▸ **Цель задания**:
Выведите без изменений кусок туториала по CatBoost, начиная с «В этом туториале» и заканчивая «аккаунт на Kaggle)».

▸ **Выбранный отрывок**:
========================================================================
# Туториал по использованию библиотеки CatBoost

В этом туториале показана основная функциональность библиотеки CatBoost с использованием датасета Amazon из соревнования на [Kaggle](https://www.kaggle.com).
Данные можно скачать [здесь](https://www.kaggle.com/c/amazon-employee-access-challenge/data) (для этого надо создать свой аккаунт на Kaggle)

# Чтение данных

In [None]:
import pandas as pd
import numpy as np
np.set_printoptions(precision=4)
import catboost
from catboost import *

In [None]:
train_df = pd.read_csv('amazon/train.csv')
train_df.head()

# Подготовка датасета

Выделение целевой переменной

In [None]:
y = train_df.ACTION
X = train_df.drop('ACTION', axis=1)

Объявление категориальных факторов

In [None]:
cat_features = list(range(0, X.shape[1]))
print(cat_features)

Посмотрим на классы в обучающей выборке

In [None]:
print('Zero count = ' + str(len(y) - sum(y)) + ', One count = ' + str(sum(y)))

# Способы задания датасета

In [None]:
import numpy as np
from catboost import Pool

pool1 = Pool(data=X, label=y, cat_features=cat_features)
pool2 = Pool(data='amazon/train.csv', delimiter=',', has_header=True, column_description='amazon/train.cd')

print('Dataset shape')
print('dataset 1:' + str(pool1.shape) + '\ndataset 2:' + str(pool2.shape))

print('\n')
print('Column names')
print('dataset 1: ')
print(pool1.get_feature_names()) 
print('\ndataset 2:')
========================================================================
▸ **Строки**:
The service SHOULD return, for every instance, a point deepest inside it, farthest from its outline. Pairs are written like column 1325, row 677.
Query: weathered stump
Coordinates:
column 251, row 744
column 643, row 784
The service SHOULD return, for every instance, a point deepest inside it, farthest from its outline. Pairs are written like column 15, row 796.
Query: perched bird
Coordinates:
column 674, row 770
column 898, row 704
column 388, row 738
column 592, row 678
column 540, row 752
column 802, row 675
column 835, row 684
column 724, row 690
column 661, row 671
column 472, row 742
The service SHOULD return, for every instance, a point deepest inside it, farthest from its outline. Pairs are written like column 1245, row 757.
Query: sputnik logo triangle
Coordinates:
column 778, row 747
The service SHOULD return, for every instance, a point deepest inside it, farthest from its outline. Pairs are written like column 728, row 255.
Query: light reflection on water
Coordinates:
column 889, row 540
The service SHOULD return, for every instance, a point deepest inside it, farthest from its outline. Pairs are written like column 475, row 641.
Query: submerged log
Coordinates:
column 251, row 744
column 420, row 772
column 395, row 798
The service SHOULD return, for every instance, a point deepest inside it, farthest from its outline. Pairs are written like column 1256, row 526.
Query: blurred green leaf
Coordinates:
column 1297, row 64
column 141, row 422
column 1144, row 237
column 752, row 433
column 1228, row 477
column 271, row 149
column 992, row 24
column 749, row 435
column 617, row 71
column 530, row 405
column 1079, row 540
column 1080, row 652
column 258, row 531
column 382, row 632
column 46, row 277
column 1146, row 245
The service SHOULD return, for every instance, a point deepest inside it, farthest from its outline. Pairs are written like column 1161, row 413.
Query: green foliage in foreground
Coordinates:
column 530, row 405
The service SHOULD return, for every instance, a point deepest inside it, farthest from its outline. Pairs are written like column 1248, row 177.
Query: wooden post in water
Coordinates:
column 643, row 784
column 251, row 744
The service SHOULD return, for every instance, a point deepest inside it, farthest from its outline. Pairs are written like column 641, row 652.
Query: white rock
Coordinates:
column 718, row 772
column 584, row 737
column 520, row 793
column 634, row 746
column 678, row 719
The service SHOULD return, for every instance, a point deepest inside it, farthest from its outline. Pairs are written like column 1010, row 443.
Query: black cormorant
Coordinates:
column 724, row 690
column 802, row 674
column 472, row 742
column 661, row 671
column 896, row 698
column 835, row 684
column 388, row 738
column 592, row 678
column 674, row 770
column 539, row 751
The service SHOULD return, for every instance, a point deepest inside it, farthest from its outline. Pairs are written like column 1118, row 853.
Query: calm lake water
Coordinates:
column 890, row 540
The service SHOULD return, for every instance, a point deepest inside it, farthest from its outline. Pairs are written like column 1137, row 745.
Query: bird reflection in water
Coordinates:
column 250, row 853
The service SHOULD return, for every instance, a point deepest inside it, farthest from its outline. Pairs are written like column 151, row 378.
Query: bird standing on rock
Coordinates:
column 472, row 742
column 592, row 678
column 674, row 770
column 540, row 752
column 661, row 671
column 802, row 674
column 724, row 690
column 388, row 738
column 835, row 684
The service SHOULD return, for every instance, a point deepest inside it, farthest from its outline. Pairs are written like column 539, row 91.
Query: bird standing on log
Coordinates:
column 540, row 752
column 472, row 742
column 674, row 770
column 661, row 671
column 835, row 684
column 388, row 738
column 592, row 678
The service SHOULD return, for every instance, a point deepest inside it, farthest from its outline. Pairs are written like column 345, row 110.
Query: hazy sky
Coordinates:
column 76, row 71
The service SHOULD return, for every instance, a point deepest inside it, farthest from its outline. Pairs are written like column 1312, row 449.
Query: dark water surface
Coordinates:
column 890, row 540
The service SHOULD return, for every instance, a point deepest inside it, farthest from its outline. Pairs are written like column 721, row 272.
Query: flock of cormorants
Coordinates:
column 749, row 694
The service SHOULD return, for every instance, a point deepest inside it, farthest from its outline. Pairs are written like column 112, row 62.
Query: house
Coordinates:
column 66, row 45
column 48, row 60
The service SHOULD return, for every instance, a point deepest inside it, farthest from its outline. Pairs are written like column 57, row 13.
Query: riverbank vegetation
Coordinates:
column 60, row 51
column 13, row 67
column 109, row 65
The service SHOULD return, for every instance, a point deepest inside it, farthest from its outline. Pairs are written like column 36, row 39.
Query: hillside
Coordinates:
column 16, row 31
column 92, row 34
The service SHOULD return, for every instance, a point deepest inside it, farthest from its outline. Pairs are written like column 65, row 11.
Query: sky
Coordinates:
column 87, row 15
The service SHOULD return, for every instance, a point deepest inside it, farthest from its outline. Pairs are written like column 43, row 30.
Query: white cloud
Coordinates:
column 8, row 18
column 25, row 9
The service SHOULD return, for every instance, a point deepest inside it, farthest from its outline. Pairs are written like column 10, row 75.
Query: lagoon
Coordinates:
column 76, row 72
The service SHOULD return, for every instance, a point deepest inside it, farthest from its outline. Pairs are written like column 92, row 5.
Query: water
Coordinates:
========================================================================
▸ **Результат упражнения**:
В этом туториале показана основная функциональность библиотеки CatBoost с использованием датасета Amazon из соревнования на [Kaggle](https://www.kaggle.com).
Данные можно скачать [здесь](https://www.kaggle.com/c/amazon-employee-access-challenge/data) (для этого надо создать свой аккаунт на Kaggle)